§ Given problem A:
Decide whether each statement agrees with the passage on starting two software companies, answering yes or no and quoting the words from the passage that settle it. (i) Instant Housecall has been running for 17 years. (ii) The writer does the coding for Regarding. (iii) Regarding is a Slack app.

§ Source extract:
......

Regarding is my second software as a service company. My first, Instant Housecall (remote support software like Teamviewer), is still running, but the market has changed a lot and it’s time to try my hand at something new.
Instant Housecall has been running for 17 years so far. It is still reliably churning out revenue albeit at a slower pace than it used to. If you had told me when I started that Instant Housecall would be around 17 years, I wouldn’t have believed you. I thought at the time that software had a lifespan of about five years. I remember saying, “If Instant Housecall makes just $30,000 I’ll be happy.” Millions of dollars later, I’m still not.
Regarding is a completely different animal. It’s a Slack app, and I’ve never built a Slack app before. My experience this time around is completely different.
When I started Instant Housecall, I worked full time at a large telco in Toronto. I would plop down on the floor, sitting between my coffee table and my couch, at the end of each day, and bang out code on a laptop that had to be twisted for the sound card to work. That’s what I did with my vacation days, too.
With Regarding, I’m not doing any of the coding. I’ve hired a fantastic developer, Maciej, whose work is simply better than anything I could create. It’s also all on AWS, a platform that I have some knowledge about, but not enough to code a full-fledged app the way he has.
Developing it yourself vs. hiring a developer
I didn’t have the money when I started Instant Housecall to hire developers. I had to do it all myself. But that necessity was clouded by my own judgement too. I thought nobody could do it better than I could and quite frankly didn’t trust anyone to not steal my idea (remote support software at the time was innovative and there were few competitors). If I were starting from scratch again, which I guess I pretty much am now, I would hire someone. Here’s why:
· It frees you up to think about other things. So much more goes into a software company than the code. In fact, the code itself is probably one of the smallest parts of any software company.

......

§ Given problem B:
From the listing below, extract every line that contains the string "girl". Case counts.

......

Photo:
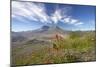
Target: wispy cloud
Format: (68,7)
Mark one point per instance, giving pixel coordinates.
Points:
(37,12)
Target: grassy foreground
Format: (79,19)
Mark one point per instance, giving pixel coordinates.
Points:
(75,47)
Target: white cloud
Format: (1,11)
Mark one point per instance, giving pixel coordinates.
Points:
(79,23)
(73,21)
(67,20)
(31,11)
(37,12)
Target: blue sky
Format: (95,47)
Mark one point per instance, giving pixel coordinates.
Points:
(32,15)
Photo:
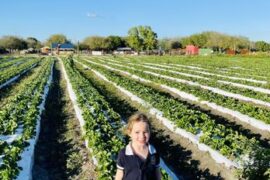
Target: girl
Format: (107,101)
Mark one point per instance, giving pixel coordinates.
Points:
(138,160)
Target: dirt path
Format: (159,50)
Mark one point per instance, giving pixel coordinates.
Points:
(182,156)
(60,152)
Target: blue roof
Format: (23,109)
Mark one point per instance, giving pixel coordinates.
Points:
(64,45)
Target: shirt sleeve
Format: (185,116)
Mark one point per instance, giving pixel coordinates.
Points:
(157,164)
(121,160)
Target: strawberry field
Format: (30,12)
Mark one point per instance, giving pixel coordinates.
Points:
(215,108)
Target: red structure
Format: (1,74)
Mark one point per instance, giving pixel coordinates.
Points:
(192,50)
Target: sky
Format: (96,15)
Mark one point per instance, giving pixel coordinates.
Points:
(78,19)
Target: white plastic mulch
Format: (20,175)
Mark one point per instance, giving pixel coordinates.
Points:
(239,116)
(27,157)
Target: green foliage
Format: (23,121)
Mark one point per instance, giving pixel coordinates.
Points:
(142,38)
(56,38)
(262,46)
(13,43)
(256,165)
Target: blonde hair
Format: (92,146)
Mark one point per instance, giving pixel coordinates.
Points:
(137,117)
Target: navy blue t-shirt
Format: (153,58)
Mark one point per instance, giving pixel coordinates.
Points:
(136,168)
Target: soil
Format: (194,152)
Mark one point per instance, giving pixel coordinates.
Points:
(183,157)
(60,152)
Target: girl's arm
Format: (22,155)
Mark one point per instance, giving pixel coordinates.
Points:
(158,173)
(119,174)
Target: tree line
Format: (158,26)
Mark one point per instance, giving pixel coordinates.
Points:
(140,38)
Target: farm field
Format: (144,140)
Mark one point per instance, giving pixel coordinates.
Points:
(210,115)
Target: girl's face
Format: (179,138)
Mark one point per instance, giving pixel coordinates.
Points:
(140,133)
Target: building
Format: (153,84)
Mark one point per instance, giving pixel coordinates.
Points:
(64,48)
(123,50)
(205,51)
(192,50)
(45,50)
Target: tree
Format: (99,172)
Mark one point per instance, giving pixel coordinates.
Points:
(95,43)
(142,38)
(134,39)
(262,46)
(113,42)
(57,38)
(33,43)
(13,43)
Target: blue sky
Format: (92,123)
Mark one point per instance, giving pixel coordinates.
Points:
(78,19)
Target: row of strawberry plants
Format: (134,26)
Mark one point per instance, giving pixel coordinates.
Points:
(229,142)
(5,59)
(211,75)
(12,111)
(243,94)
(247,67)
(190,75)
(249,109)
(14,61)
(102,124)
(24,113)
(10,72)
(18,85)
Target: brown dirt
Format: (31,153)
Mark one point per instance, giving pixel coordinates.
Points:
(60,152)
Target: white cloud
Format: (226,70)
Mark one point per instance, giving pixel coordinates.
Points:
(92,15)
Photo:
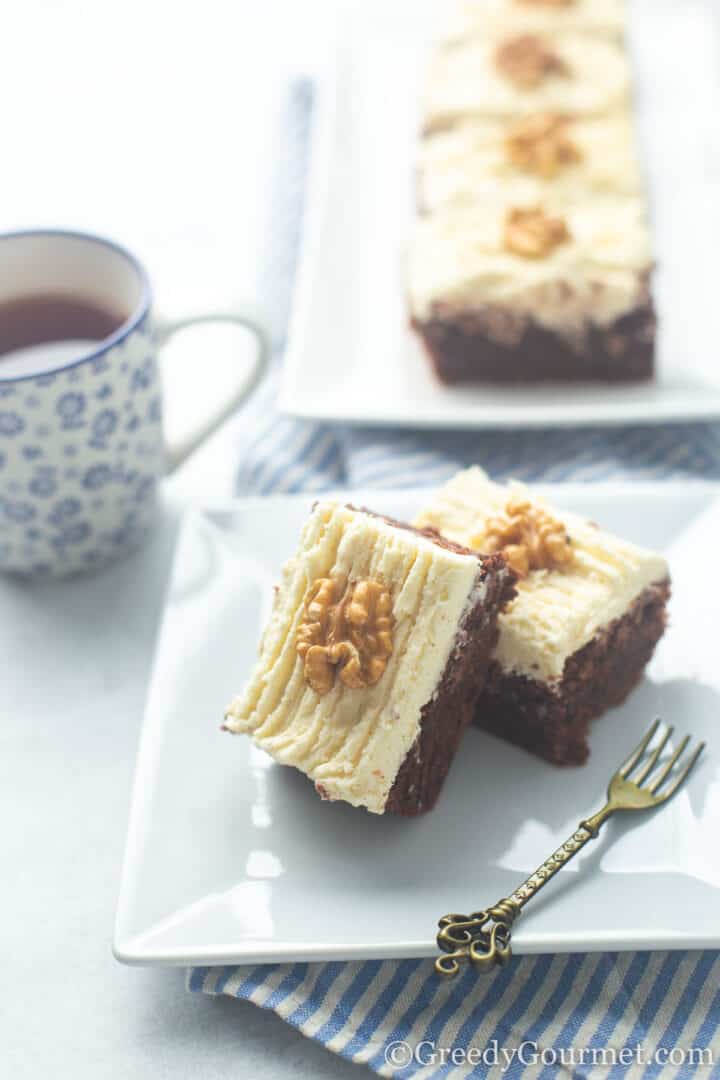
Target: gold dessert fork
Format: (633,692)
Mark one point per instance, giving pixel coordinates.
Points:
(484,937)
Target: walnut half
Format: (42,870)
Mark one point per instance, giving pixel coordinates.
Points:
(533,233)
(540,144)
(529,538)
(347,630)
(527,61)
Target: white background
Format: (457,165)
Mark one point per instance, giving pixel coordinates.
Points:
(153,122)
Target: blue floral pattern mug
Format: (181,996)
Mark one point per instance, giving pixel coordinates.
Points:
(81,445)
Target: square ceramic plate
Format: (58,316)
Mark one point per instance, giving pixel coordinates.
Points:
(231,858)
(352,356)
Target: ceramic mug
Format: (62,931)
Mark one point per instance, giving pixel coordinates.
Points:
(81,444)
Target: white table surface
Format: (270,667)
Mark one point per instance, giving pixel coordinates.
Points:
(152,122)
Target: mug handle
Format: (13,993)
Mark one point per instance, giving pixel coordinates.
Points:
(177,455)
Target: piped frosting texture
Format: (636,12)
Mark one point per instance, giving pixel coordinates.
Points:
(465,81)
(352,742)
(462,18)
(472,162)
(556,611)
(459,264)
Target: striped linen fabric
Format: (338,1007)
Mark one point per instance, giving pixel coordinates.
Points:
(595,1015)
(381,1012)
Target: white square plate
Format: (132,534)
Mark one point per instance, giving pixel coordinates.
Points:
(351,354)
(231,858)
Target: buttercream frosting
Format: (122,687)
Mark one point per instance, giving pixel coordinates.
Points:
(557,611)
(352,742)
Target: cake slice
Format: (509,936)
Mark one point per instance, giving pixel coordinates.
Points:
(466,18)
(374,659)
(588,612)
(519,73)
(546,156)
(505,292)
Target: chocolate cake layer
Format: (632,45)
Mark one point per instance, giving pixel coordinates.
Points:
(462,351)
(444,719)
(553,719)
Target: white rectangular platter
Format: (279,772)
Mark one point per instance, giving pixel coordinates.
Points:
(351,354)
(233,859)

......

§ Correct output A:
(i) Yes: "Instant Housecall has been running for 17 years so far."
(ii) No: "With Regarding, I’m not doing any of the coding."
(iii) Yes: "It’s a Slack app, and I’ve never built a Slack app before."

§ Correct output B:
Target: girl
Target: girl's arm
Target: girl's face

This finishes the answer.